» **Working data**

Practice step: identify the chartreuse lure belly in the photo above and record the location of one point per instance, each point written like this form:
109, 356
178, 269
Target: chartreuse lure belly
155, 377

» **Your goal**
Shift each answer coordinate by adding 69 to every number, then write out all of the rows above again in full, changing nothing else.

» **Response**
Practice step: identify the chartreuse lure belly in the photo above and record the location of one point per instance, each point written like this form:
109, 356
178, 269
Target: chartreuse lure belly
224, 446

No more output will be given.